#### Objective A
Show each line of the rows below that contains the word "back".

#### Source text
========================================================================
Title: Developing an Extension of the TELL Curriculum for 3-Year-Old Children with Developmental Speech and/or Language Impairment
Center: NCSER Year: 2018
Principal Investigator: Gray, Shelley Awardee: Arizona State University
Program: Early Intervention and Early Learning      [Program Details]
Award Period: 4 years (07/01/2018-06/30/6022) Award Amount: $1,400,000
Type: Development and Innovation Award Number: R324A180093
Description:

Co-Principal Investigators: Wilcox, M. Jeanne; Zheng, Yi

Purpose: The purpose of this project was to develop and pilot test an expanded version of Teaching Early Literacy and Language across the Curriculum (TELL), a preschool curriculum designed to promote differentiated instruction for children with developmental speech and/or language impairments to improve oral language and early literacy skills. The expanded version of TELL, originally designed for 4-year-old children, extended the curriculum down to age 3. Many children with mild to moderate delays or disabilities are not receiving high-quality preschool special education with evidence-based literacy instruction and environments that promote language development. The need for a curriculum that could be feasibly implemented with fidelity by preschool teachers led to the development of the original TELL for 4-year-old children. The results of an IES-supported efficacy trial indicated that children with developmental speech and/or language impairment who received TELL demonstrated significantly more growth in a number of early language and literacy skills (e.g., receptive and expressive vocabulary, print knowledge, phonological awareness) than children in the control group. However, preschool frequently begins at age 3, and these children may experience 2 years of preschool or be in mixed-aged classrooms with 4-year-old children. Thus, this project adapted the TELL curriculum, curriculum-based measures (CBMs), and professional development training to cover a wider developmental range that included 3-year-old children.
========================================================================
#### Stored records
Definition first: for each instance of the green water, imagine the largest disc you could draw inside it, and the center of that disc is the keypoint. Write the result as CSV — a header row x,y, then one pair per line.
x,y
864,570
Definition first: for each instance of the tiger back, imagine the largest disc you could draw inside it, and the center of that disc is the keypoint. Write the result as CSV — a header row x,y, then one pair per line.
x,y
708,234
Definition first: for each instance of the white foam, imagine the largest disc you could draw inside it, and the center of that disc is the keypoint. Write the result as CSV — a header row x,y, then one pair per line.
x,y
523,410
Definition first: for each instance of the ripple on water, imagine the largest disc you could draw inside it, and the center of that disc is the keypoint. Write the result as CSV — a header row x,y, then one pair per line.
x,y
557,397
========================================================================
#### Objective B
Extract the entire TELL curriculum project description above, reproducing it word for word.

#### Exercise output A
Definition first: for each instance of the tiger back, imagine the largest disc you could draw inside it, and the center of that disc is the keypoint. Write the result as CSV — a header row x,y, then one pair per line.

#### Exercise output B
Title: Developing an Extension of the TELL Curriculum for 3-Year-Old Children with Developmental Speech and/or Language Impairment
Center: NCSER Year: 2018
Principal Investigator: Gray, Shelley Awardee: Arizona State University
Program: Early Intervention and Early Learning      [Program Details]
Award Period: 4 years (07/01/2018-06/30/6022) Award Amount: $1,400,000
Type: Development and Innovation Award Number: R324A180093
Description:

Co-Principal Investigators: Wilcox, M. Jeanne; Zheng, Yi

Purpose: The purpose of this project was to develop and pilot test an expanded version of Teaching Early Literacy and Language across the Curriculum (TELL), a preschool curriculum designed to promote differentiated instruction for children with developmental speech and/or language impairments to improve oral language and early literacy skills. The expanded version of TELL, originally designed for 4-year-old children, extended the curriculum down to age 3. Many children with mild to moderate delays or disabilities are not receiving high-quality preschool special education with evidence-based literacy instruction and environments that promote language development. The need for a curriculum that could be feasibly implemented with fidelity by preschool teachers led to the development of the original TELL for 4-year-old children. The results of an IES-supported efficacy trial indicated that children with developmental speech and/or language impairment who received TELL demonstrated significantly more growth in a number of early language and literacy skills (e.g., receptive and expressive vocabulary, print knowledge, phonological awareness) than children in the control group. However, preschool frequently begins at age 3, and these children may experience 2 years of preschool or be in mixed-aged classrooms with 4-year-old children. Thus, this project adapted the TELL curriculum, curriculum-based measures (CBMs), and professional development training to cover a wider developmental range that included 3-year-old children.